* Testo estratto
↓↓↓

Che dire alla fine? Si tratta indubbiamente di un romanzo da leggere, vuoi per cultura personale vuoi per il valore che gli è stato attribuito nell'ambito della grande letteratura. Un testo che, probabilmente, si dovrebbe leggere più di una volta per trovare tutte le sfumature di cui si rende messaggero. Non posso, tuttavia, non sottolineare quanto non si tratti di una lettura agevole, penalizzata dal tentativo di Melville di trasformarla in un qualcosa di sospeso tra il saggio e il romanzo classico. Sconsigliato di certo a chi sia in cerca di letture veloci e a chi sia ai primi approcci con la lettura. Per quest'ultima ragione non lo ritengo affatto un volume per ragazzi, bensì un qualcosa di molto profondo su cui ragionare con svariati passaggi filosofici da applausi, primi tra tutti le riflessioni religiose, tutt'ora moderne, di inizio romanzo. Eccone un esempio:

"Allora cos'è il culto? Fare la volontà di Dio. Questo vuol dire culto. E che cos'è la volontà di Dio? Fare agli altri quello che mi piacerebbe avere fatto dagli altri, questa è la volontà di Dio... Non ho niente da dire contro la religione di nessuno, qualunque sia, fintanto che questa persona non si metta ad ammazzare e insultare nessun altro perché quest'altro individuo non ci crede pure lui. Ma quando la religione di un uomo diviene pazzia autentica, quando si trasforma in vera e propria tortura, allora mi pare proprio il momento di prendere a parte quell'individuo e farsi una piccola discussione... Mi riferivo a quella vecchia Chiesa Cattolica a cui appartiene ogni figlio di donna e ogni anima viva, la grande e sempiterna prima congrega di tutto questo mondo di Dio. A essa apparteniamo tutti, anche se qualcuno di noi coltiva qualche ghiribizzo che però non tocca affatto la fede generale. E in quest'ultima ci diamo tutti la mano." Passaggi questi ultimi che fanno di Moby Dick, come si può facilmente desumere, un'opera con dei picchi di estremo valore letterario e su cui tutti quanti, in quest'epoca di terrorismo parareligioso, dovremmo riflettere.

↑↑↑

* Quesito scritto 1
Secondo il testo su Moby Dick, a chi è sconsigliato il romanzo?
* Quesito scritto 2
Riprendi il testo su Moby Dick subito dopo la sua ultima frase e portalo avanti.

* Materiale
↓↓↓

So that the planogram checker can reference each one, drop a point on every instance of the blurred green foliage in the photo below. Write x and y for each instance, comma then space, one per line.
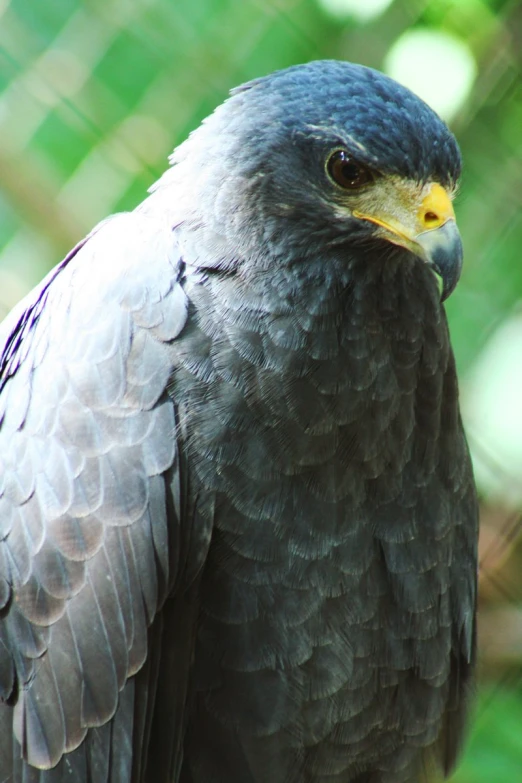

↑↑↑

* Risposta finale 1
A chi cerca letture veloci e a chi è ai primi approcci con la lettura.

* Risposta finale 2
HERMAN MELVILLE.

"Dichiararono guerra eterna alla più potente massa animata che sia sopravvissuta al diluvio, la più mostruosa, la più simile a una montagna. Quell'Himalaya di un mastodonte d'acqua salata che è dotato di tale incredibile forza incosciente, che persino i suoi momenti di panico vanno temuti più dei suoi assalti più audaci e maliziosi."

4 commenti:

  1. Questo romanzo non sará stilisticamente perfetto, non avrá una struttura equilibrata; sí avrá dei difetti di forma, quello che volete, ma tutto ció assume la stessa rilevanza che ha il "non finito" di Michelangelo. Questo romanzo è talmente brillante che la sua luce abbacinante cancella qualsiasi difetto.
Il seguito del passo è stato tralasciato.